** Written request **
Which lines in the items below contain the string "stem"? Extract each of those lines in full and list them.

-*-

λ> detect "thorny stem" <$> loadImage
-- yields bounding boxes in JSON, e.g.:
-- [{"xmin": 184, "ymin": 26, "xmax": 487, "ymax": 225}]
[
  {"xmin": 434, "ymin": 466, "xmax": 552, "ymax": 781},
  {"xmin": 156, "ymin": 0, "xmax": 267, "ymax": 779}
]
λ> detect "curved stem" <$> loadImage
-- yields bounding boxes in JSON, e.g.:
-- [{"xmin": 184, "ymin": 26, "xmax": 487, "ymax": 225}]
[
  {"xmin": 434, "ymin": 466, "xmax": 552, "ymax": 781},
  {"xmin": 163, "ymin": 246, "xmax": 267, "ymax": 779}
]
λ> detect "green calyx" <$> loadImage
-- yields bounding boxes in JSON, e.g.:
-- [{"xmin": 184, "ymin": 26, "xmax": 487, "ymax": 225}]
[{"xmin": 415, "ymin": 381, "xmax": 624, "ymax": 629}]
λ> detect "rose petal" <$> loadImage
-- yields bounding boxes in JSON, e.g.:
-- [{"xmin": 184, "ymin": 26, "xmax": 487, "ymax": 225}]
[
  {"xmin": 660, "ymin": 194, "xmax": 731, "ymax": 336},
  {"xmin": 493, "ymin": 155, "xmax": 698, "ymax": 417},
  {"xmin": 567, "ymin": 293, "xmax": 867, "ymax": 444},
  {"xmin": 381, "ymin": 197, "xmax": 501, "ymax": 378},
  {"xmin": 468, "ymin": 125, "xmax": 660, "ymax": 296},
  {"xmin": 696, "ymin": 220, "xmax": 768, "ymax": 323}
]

-*-

** Response **
λ> detect "thorny stem" <$> loadImage
λ> detect "curved stem" <$> loadImage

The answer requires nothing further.